**Aim of the task:** Your task is to transcribe the records exactly, skipping every image.

**Material:**
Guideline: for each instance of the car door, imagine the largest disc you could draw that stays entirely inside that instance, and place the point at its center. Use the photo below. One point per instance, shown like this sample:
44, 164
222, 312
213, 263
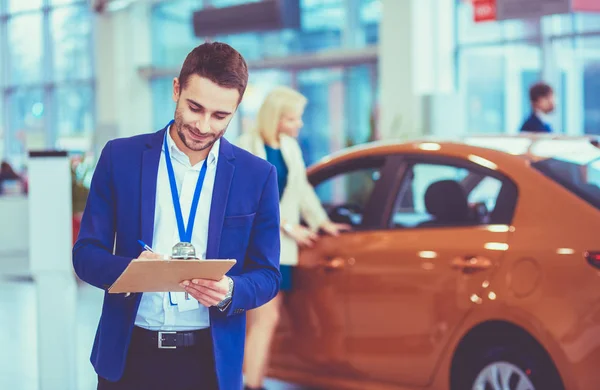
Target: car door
410, 282
313, 335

**Finished task:**
Guideline: for each instance of the car door, imagine the largest disc you could draw that stays entirely inside that instance, and place the point at its center. Use the photo below. One point per instance, shown like this sample:
44, 164
222, 312
213, 263
Target: car door
410, 282
313, 335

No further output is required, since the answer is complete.